• BRIEF
The lines you return should be those containing the string "yellow", taken from the data below.

• PROVIDED RECORDS
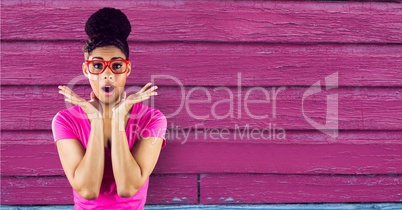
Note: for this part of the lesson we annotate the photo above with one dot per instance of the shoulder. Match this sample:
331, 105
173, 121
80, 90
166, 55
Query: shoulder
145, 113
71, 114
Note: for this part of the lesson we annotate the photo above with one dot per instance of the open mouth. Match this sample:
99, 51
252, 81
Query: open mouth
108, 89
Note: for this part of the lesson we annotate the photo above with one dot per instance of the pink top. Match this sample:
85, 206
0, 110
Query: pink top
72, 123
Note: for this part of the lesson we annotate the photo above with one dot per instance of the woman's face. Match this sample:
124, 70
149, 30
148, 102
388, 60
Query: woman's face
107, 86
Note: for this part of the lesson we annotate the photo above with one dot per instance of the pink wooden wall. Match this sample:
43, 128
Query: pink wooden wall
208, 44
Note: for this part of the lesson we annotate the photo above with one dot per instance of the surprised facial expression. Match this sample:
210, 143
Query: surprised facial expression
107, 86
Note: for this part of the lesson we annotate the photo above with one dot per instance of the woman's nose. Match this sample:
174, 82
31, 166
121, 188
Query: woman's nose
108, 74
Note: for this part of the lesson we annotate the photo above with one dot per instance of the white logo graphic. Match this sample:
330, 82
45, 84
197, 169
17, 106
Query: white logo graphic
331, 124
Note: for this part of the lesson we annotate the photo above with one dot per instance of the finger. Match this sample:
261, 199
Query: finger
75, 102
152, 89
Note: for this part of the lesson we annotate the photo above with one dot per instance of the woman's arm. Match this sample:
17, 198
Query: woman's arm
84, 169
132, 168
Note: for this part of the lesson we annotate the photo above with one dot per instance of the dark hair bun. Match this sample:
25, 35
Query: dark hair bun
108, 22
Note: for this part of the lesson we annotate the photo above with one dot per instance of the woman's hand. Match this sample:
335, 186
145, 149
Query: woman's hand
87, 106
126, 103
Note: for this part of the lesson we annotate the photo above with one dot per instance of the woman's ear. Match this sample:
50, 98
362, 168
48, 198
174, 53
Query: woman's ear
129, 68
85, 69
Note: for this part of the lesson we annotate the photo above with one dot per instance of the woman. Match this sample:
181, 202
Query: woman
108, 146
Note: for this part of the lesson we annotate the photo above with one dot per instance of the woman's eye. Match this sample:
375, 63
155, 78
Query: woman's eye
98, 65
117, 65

---

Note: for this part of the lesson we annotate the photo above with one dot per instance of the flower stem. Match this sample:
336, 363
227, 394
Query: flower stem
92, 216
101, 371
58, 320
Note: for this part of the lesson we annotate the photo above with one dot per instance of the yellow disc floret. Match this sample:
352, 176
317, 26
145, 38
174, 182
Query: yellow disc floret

• ANSWER FOR THIS EXERCISE
Note: for this part of the lesson we annotate the photo above with one dot per instance of the yellow disc floret. Match this sample:
Query: yellow disc floret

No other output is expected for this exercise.